* _The task_
Each line below should be written out exactly, with none skipped.

Items from a dataset:
·····

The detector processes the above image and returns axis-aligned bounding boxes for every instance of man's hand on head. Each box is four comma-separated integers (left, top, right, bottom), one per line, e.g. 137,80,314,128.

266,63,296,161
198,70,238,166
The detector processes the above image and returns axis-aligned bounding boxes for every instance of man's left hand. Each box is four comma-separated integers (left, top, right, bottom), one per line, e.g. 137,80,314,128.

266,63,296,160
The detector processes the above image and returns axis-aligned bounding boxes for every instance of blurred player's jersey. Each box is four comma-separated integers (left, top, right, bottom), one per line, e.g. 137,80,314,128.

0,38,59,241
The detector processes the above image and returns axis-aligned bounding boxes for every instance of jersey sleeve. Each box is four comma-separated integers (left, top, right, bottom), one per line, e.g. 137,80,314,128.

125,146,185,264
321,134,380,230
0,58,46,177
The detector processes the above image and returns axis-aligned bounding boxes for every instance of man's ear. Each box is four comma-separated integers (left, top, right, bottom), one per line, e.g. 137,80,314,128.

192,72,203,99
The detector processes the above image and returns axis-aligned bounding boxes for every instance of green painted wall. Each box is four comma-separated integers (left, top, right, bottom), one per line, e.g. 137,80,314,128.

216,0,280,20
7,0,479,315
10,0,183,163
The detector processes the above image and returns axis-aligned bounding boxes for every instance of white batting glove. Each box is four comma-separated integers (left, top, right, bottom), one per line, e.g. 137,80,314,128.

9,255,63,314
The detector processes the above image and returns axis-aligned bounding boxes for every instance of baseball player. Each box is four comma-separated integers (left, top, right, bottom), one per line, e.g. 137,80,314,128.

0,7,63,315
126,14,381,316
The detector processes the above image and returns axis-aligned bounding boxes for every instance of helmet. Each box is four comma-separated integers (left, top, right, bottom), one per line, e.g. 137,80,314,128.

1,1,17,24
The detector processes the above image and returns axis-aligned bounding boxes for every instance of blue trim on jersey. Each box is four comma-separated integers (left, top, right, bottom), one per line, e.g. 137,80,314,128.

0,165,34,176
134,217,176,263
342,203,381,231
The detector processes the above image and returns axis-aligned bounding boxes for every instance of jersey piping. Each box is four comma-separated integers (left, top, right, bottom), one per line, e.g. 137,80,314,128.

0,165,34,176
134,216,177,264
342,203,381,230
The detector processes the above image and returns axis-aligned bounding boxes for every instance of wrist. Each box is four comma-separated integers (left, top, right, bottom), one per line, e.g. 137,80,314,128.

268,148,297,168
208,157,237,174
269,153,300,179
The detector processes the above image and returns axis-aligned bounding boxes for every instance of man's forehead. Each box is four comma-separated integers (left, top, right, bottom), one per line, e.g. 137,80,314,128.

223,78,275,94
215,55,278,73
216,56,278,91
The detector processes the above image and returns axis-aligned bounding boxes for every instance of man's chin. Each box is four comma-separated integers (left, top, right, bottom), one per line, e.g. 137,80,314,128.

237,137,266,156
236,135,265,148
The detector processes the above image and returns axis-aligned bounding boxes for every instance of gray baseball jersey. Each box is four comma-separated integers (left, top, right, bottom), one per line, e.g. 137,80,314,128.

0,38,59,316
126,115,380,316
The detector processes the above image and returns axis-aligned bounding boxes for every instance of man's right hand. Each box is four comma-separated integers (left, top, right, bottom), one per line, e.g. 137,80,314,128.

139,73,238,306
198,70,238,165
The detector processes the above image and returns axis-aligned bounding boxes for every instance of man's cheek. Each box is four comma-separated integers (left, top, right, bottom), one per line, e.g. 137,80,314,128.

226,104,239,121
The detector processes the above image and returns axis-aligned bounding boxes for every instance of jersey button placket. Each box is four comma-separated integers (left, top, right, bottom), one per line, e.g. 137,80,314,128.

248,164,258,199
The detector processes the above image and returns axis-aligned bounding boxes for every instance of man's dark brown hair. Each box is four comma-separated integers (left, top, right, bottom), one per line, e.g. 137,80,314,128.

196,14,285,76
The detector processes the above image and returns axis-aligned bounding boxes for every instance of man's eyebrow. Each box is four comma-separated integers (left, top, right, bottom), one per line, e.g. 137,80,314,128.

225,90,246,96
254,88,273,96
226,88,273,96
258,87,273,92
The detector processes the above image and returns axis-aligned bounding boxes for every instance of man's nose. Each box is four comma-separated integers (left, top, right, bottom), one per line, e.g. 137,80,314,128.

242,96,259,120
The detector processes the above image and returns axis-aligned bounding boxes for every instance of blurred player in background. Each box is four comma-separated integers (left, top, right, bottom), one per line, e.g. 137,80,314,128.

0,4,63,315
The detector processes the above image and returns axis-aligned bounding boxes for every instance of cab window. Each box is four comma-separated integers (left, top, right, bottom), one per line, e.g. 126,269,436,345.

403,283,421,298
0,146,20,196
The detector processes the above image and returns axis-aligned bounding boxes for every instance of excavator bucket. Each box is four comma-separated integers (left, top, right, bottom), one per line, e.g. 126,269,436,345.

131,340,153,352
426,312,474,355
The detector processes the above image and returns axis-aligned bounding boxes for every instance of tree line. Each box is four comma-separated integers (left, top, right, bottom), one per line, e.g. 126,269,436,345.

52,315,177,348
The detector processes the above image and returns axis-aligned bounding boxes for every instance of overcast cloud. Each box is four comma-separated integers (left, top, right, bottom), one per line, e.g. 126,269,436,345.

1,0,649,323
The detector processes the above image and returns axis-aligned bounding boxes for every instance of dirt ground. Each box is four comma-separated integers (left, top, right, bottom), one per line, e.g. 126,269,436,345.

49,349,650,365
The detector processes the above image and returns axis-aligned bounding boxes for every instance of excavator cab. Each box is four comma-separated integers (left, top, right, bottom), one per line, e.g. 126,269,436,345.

·····

* _Task output_
The detector processes the above image and returns axis-aligned bounding boxes for every instance of man's hand on head. Each box is four comma-separated integers (left, top, right, bottom), one per line, e.g. 137,80,314,128.

266,63,296,161
198,70,238,166
The detector processes the above image and returns axis-aligned bounding boxes for every instance of man's left hand. Each box is four comma-separated integers (left, top, right, bottom), one per line, e.g. 137,80,314,128.

266,63,296,160
The detector processes the above image and returns axis-aligned bounding boxes for every instance of blurred player's jersey. Each box is four comma-separated integers (left, top, right, bottom), one per line, e.g. 137,80,314,128.

0,38,59,241
The detector processes the above image and returns axis-aligned bounding boxes for every instance of jersey sleeve. Each box is four comma-separated integers (left, top, right, bottom), one per line, e.g. 137,80,314,128.

125,146,185,264
321,134,380,230
0,58,46,177
The detector processes the above image and returns axis-aligned bounding boxes for every instance of man's ear. Each box is four comma-separated integers (left, top, right, bottom), one per line, e.g. 137,80,314,128.

192,72,203,99
The detector processes the above image and returns axis-aligned bounding boxes for every instance of green painted wall. Each box is four comma-separated integers (left, top, right, bottom), one per line, e.g. 137,80,314,128.

216,0,280,20
7,0,479,315
10,0,183,163
The detector processes the above image and returns axis-aligned bounding boxes for every instance of white batting glove. Each box is four comma-separated integers (left, top, right, bottom), one per line, e.g. 137,80,314,128.

9,255,63,314
The detector processes the above image and returns axis-aligned bounding boxes for every instance of baseball player. Each box is four comma-separated integers (left, top, right, bottom), one per line, e.g. 137,80,314,128.

0,7,63,315
126,14,381,316
The detector processes the above image and returns axis-aligned bounding boxes for every instance of helmet. Each box is four comma-separated integers (left, top, right, bottom), one per line, e.g. 137,80,314,128.

1,1,17,24
The detector processes the above image and returns axis-aligned bounding boxes for every instance of blue trim on jersey. Each box is four comma-separated integers (left, top, right, bottom), one per line, e.g. 137,80,314,128.

0,165,34,176
134,217,176,263
342,203,381,231
The detector processes the above image and returns axis-aligned bounding boxes for every instance of jersey piping. Each box is four comma-separated integers (left, top, right, bottom), one per line, e.g. 137,80,314,128.

0,165,34,176
134,216,177,264
342,203,381,230
The detector processes the above image and returns axis-aligned bounding boxes for every instance of wrist. Each box is four comma-separated integers (left, top, right, bottom), one per line, e.g. 137,80,314,128.

268,148,297,168
208,157,237,174
269,153,300,179
The detector processes the above image and returns axis-aligned bounding boxes for every instance of man's forehead. Each box is four comma-separated integers (left, top, right, bottom), one per line, e.g. 137,80,314,128.

223,78,275,94
215,55,278,73
216,56,278,91
The detector processes the above image and returns axis-aligned bounding boxes for every instance of man's chin. Each box is four comma-separated integers (left, top, right, bottom), one per line, e.g. 137,80,314,128.

237,137,266,156
236,135,265,148
The detector processes the above image and returns axis-aligned bounding boxes for every instance of gray baseball jersey. Each box is four comma-separated integers (left, top, right, bottom), one per line, e.g. 137,80,314,128.

0,38,59,316
126,115,380,316
The detector processes the above image and returns axis-aligned bounding boxes for every instance of man's right hand. Each box is four comma-separated integers (left, top, right, bottom), one per line, e.g. 137,80,314,128.

139,73,238,306
198,70,238,165
The detector processes the above image and returns axis-aligned bounding boxes for every instance of man's cheek. Each box is four comma-separated integers (left, top, right, bottom), one per line, e.g. 137,80,314,128.

226,104,239,121
The detector processes the above image and returns axis-aligned bounding boxes for every instance of jersey button placket. Each box is four comma-separated integers (left, top, right, bottom), one per line, e.g. 137,80,314,128.

248,164,258,199
The detector processes the above image and returns axis-aligned bounding boxes for every instance of man's dark brown hair. Each box is four comma-separated integers (left, top, right, bottom), one per line, e.g. 137,80,314,128.

196,14,285,76
The detector processes the above image and returns axis-aligned bounding boxes for every instance of man's eyebrow. Each box is four comma-separated integers (left, top, right, bottom), one per line, e.g. 137,80,314,128.

225,90,246,96
254,88,273,96
226,88,273,96
258,87,273,92
The detector processes the above image and returns axis-aligned bounding boxes for every instance of man's nose. Each box is four comma-separated integers (left, top, right, bottom), one per line, e.g. 137,80,314,128.

242,96,259,120
The detector processes the above image and returns axis-aligned bounding boxes for every instance of blurred player in background. Each box is four comma-separated integers (left, top, right, bottom), one per line, e.g. 137,80,314,128.

0,4,63,315
The detector processes the above image and returns axis-aligned bounding boxes for every instance of cab window. Each box is four comma-separated integers (left, top, right, bottom), one per line, e.g. 126,269,436,345.

403,283,421,298
0,146,20,196
The detector processes the above image and returns axis-aligned bounding boxes for every instance of excavator bucket. Each box is four comma-separated integers (left, top, right, bottom), one per line, e.g. 126,269,436,345.

131,340,153,352
426,312,474,355
The detector processes the above image and returns axis-aligned bounding boxes for every instance of tree line. Each box is four comma-separated integers (left, top, right, bottom), one per line, e.g. 126,269,436,345.

52,315,177,348
The detector processes the above image and returns axis-aligned bounding boxes for every instance of overcast cloud. Each box is four comma-separated integers (left, top, right, bottom), one per line, e.g. 126,269,436,345.

1,0,649,323
The detector processes the above image and returns axis-aligned bounding boxes for every instance of dirt ground. Each box is four comma-separated integers (left, top, right, bottom), one per line, e.g. 126,269,436,345.

49,349,650,365
The detector processes the above image and returns axis-aligned bounding boxes for every instance of excavator cab. Each box is four comma-separated integers (left, top, right, bottom), one per line, e.g. 126,269,436,345.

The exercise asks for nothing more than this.